(Provided passage Opens)
After a time the upper region increases in diameter and forms the capsule, while the lower portion forms the long seta and the foot which is embedded in the end of the stem. With the growth of the sporogonium the archegonial wall, which for a time kept pace with it, is broken through, the larger upper part terminated by the neck being carried up on the capsule as the calyptra, while the basal portion remains as a tubular sheath round the lower end of the seta (cf. figs. 16, C, and fig. 11, A, B). The seta widens out at the base of the capsule into a region known as the apophysis. The peripheral cells of the seta are thick-walled, and it has a central strand of elongated conducting cells. In the epidermis of the apophysis functional stomata, similar to those of the higher plants, are present and, since cells containing chlorophyll are present below the superficial layers of the apophysis and capsule, the sporogonium is capable of independent assimilation. The construction of the capsule will be best understood from the median longitudinal section (fig. 11, C). The central region extending between the apophysis and the operculum is composed of sterile tissue and forms the columella (c). Immediately around this is the layer of cells from which the spores will be developed (s), and the layers of cells on either side of this form the walls of the spore-sac, which will contain the spores.
(Provided passage Closes)
*Directions:*
Could you write the next part of the passage on the sporogonium and its capsule, starting after its final sentence?
(Data supplied Opens)
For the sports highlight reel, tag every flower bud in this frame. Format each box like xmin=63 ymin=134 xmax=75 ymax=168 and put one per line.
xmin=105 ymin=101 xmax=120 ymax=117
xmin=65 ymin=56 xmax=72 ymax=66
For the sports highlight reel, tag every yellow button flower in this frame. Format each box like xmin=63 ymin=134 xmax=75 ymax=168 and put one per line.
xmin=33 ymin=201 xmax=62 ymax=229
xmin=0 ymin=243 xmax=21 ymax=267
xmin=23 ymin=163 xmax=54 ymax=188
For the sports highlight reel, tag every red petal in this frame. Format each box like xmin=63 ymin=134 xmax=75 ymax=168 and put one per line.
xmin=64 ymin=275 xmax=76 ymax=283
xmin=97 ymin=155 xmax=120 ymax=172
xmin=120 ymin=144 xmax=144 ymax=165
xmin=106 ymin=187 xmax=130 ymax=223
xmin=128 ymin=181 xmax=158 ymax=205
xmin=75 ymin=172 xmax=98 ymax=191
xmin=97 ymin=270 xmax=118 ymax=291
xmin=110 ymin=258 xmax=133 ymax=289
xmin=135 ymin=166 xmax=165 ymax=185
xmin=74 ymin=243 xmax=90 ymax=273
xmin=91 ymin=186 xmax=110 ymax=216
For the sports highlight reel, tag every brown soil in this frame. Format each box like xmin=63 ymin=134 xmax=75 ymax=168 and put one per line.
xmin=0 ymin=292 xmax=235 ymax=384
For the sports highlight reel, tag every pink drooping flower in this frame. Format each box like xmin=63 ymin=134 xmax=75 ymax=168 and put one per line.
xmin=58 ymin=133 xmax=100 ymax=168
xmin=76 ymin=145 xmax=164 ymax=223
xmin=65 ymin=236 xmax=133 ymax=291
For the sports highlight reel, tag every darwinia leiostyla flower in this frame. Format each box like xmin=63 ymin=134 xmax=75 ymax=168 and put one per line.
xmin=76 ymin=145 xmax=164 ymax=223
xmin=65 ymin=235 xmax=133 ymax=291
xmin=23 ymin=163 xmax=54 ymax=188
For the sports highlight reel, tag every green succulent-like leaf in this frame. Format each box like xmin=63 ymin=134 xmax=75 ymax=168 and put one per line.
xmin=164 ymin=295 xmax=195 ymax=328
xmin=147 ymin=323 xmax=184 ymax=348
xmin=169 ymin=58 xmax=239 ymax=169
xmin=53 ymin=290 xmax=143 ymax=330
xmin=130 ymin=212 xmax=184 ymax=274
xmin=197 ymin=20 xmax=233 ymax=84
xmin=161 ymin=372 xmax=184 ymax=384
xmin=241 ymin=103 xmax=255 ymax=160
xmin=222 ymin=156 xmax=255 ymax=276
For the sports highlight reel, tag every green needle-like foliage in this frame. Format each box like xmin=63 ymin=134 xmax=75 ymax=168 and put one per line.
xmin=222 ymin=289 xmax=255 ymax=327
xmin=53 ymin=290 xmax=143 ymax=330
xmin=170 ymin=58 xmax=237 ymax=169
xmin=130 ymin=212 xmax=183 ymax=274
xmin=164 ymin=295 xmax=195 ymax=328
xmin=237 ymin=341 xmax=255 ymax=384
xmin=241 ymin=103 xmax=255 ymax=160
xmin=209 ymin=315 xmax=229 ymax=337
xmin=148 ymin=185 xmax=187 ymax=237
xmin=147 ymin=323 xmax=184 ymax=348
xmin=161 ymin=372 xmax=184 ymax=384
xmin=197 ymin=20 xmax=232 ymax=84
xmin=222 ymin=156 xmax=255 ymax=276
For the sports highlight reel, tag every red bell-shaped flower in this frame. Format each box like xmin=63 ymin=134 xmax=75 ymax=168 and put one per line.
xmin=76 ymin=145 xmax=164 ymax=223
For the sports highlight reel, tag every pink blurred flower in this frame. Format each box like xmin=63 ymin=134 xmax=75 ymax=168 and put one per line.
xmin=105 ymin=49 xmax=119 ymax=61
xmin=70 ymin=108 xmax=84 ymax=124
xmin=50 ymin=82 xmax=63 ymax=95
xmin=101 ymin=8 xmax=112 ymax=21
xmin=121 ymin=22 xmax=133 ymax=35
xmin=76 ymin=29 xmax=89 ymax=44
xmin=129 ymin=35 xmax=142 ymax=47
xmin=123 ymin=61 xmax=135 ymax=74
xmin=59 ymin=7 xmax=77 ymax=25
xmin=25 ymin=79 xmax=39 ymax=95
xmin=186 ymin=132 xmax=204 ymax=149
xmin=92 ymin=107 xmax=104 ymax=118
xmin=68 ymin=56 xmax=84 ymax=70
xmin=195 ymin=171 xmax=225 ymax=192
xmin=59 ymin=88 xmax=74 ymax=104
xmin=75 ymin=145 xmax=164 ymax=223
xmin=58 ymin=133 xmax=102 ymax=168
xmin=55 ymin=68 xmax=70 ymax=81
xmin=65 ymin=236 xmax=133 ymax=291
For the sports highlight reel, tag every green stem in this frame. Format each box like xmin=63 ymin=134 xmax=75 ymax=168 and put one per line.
(Data supplied Closes)
(Data supplied Opens)
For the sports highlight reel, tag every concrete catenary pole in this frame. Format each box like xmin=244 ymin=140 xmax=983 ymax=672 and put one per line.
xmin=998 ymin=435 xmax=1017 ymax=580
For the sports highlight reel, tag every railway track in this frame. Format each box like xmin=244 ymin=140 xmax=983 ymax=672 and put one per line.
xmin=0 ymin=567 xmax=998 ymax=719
(Data supplied Closes)
*Answer:*
Between the wall of the capsule, which is composed of several layers of cells, and the spore-sac is a wide intercellular space (h) bridged across by trabeculae consisting of rows of chlorophyll-containing cells. At the junction of the operculum (d) with the rest of the capsule is a circle of cells forming the annulus (a), by help of which the operculum is detached at maturity as a small lid. Its removal does not, however, leave the mouth of the capsule wide open, for around the margin are two circles of pointed teeth forming the peristome. These are the thickened cell-walls of a definite layer of cells (p), and appear as separate teeth owing to the breaking down of the unthickened cell-walls. The numerous spores which have been developed in the spore sac can thus only escape from the pendulous capsule through narrow slits between the teeth, and these are closed in damp air. The unicellular spores when supplied with moisture germinate (fig. 12) and give rise to the sexual generation. A filamentous protonema is first developed, some of the branches of which are exposed to the light and contain abundant chlorophyll, while others penetrate the substratum as brown or colourless rhizoids.

The moss-plants arise from single projecting cells, and numerous plants may spring from the protonema developed from a single spore.

Fig. 12.  Funaria hygrometrica. Fig. 12. - Funaria hygrometrica. (After Goebel.)

A, Germinating spores. s, Wall of spore; v, vacuole; w, rhizoid.

B, Part of a developed protonema. h, Creeping filament with brown walls from which the filaments of chlorophyll-containing cells (b) arise; k, young moss-plant; w, its first rhizoid.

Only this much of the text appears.